[Date Prev][Date Next][Thread Prev][Thread Next][Date Index][Thread Index]

Re: [idn] Re: IDNA: is the specification proper, adequate, and complete?



> The bad news is that, if this character [form] is observed in a
> written string, or a non-Unicode coding system that does not
> distinguish between Eszett and "small letter [Greek] beta", one
> really needs to have language context in order to determine
> which Unicode character to map it to, especially because, given
> stringprep, the consequences of getting it wrong are likely to
> be very significant.

A few items here.

1. While there are many Unicode characters with very similar shapes,
beta and eszed -- in normal fonts -- are really no more alike than y
and gamma (or, for that matter, capital I, lowercase L, and 1!!). Beta
typically has a descender, while eszed does not. See
http://www.macchiato.com/unicode/beta-eszed.htm for a GIF image from
three fonts.

2. There are no "non-Unicode coding systems" that unify beta and
eszed; the language issue is irrelevant.

3. As I pointed out some time ago on this list, it is *not* rocket
science to provide a user interface that makes it very clear to people
if there are mixed scripts in a domain name; and also simple to extend
it to other confusables. For a demo, see
http://www.macchiato.com/utc/show_script.html.

---------------

Answer these questions about the message on beta and eszed:
(a) What does beta typically have that eszed does not?
(b) How many fonts does the linked GIF image show?
(c) According to the writer, what kind of coding system does not exist?
Rely only on the message above.

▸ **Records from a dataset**
---------------

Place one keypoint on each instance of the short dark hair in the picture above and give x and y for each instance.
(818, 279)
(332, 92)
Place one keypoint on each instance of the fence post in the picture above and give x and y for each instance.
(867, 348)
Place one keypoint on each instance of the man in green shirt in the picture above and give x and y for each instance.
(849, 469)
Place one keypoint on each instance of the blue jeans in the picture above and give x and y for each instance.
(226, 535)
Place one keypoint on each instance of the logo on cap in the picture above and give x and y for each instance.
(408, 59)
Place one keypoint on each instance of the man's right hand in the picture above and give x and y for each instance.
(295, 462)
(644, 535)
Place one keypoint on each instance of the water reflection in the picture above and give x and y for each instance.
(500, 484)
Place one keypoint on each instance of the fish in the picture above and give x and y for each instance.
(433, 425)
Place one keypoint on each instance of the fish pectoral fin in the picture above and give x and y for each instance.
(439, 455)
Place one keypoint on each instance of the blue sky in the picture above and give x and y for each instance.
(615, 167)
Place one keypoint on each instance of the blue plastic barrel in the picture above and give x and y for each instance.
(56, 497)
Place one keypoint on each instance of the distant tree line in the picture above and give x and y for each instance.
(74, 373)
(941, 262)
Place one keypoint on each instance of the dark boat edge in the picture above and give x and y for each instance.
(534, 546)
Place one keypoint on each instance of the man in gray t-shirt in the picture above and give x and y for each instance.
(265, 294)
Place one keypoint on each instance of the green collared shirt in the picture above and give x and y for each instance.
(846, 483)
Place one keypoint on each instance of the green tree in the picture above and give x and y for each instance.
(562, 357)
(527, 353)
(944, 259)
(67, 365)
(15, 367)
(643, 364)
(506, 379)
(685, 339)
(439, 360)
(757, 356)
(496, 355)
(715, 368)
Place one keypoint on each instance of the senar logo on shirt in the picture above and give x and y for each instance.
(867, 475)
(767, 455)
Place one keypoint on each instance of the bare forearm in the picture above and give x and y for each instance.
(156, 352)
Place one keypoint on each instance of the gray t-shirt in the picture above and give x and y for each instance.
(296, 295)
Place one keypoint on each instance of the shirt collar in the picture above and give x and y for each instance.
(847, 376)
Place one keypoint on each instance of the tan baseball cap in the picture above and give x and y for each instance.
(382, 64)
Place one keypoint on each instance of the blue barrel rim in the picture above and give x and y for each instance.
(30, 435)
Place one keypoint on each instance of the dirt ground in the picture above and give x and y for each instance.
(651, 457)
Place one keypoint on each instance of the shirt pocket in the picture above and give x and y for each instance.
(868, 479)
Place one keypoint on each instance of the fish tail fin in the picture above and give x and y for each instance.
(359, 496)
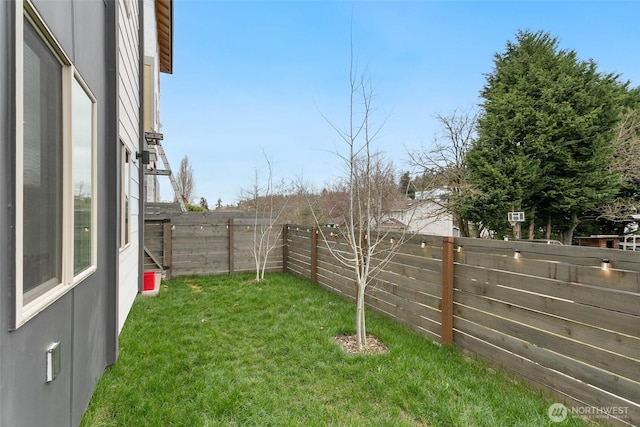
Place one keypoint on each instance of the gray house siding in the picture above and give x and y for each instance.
(84, 319)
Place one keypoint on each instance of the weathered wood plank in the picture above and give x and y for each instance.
(564, 272)
(609, 298)
(604, 369)
(569, 390)
(618, 343)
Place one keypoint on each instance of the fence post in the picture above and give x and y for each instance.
(314, 254)
(231, 257)
(446, 333)
(285, 248)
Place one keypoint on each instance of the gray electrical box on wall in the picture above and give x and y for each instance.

---------------

▸ **FINISHED EXERCISE**
(a) A descender.
(b) Three.
(c) A "non-Unicode coding system" that unifies beta and eszed.